Problem description
Rewrite the lines below, swapping every "Point out" for "Mark" and leaving everything else the same. Don't include the pictures in your answer.

Data excerpts
........
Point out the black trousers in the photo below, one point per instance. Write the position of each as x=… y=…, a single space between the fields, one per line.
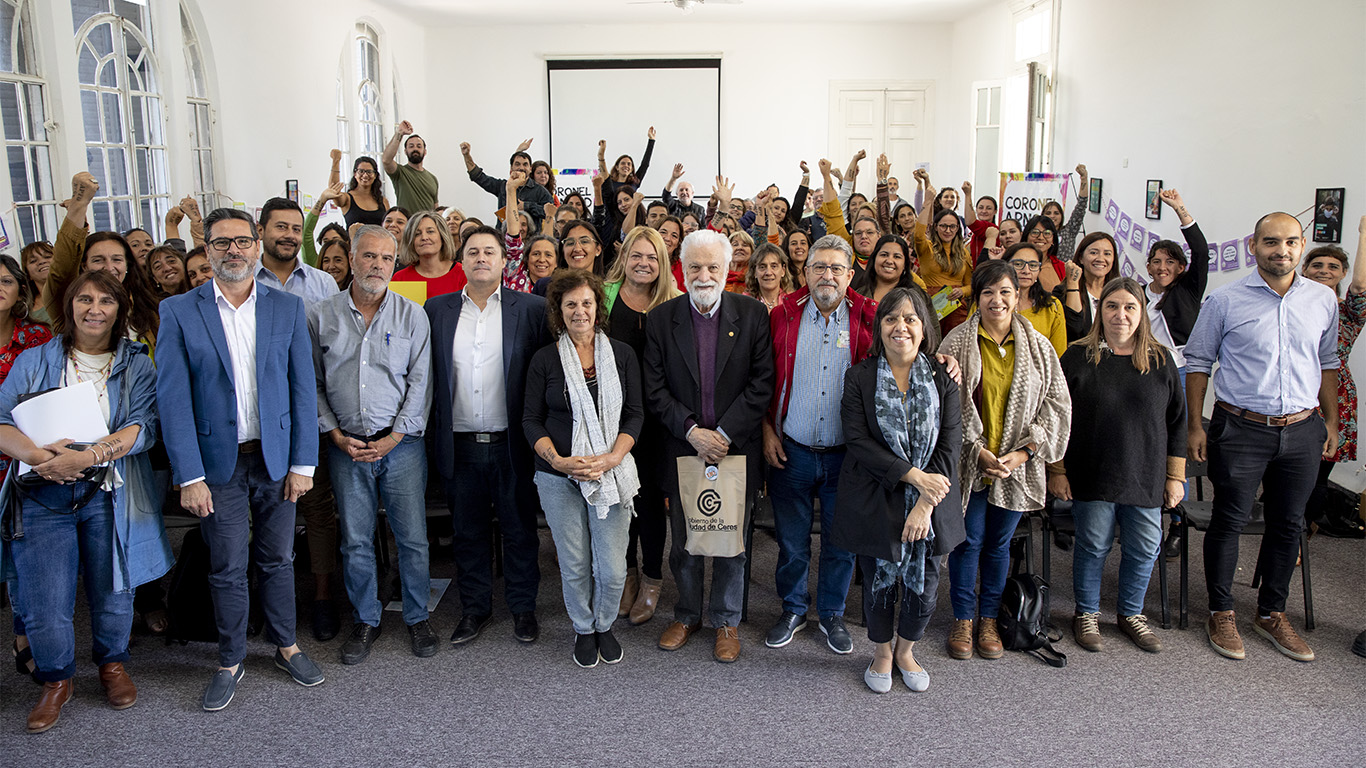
x=1284 y=461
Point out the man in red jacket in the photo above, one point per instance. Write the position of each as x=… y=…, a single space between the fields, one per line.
x=818 y=332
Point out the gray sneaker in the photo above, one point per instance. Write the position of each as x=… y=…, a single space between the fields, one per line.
........
Output below
Mark the black trousers in the photo below, one point per instance. Write the position of each as x=… y=…, a single space between the fields, one per line.
x=1284 y=461
Mark the man in red jacket in the photo above, one point per instance. Write the position of each as x=… y=…, a single space between the fields, one per line.
x=818 y=332
Mark the gray sneaker in the photo above, one point per instance. Write the position of each as x=… y=…, a single space between the fields, one per line.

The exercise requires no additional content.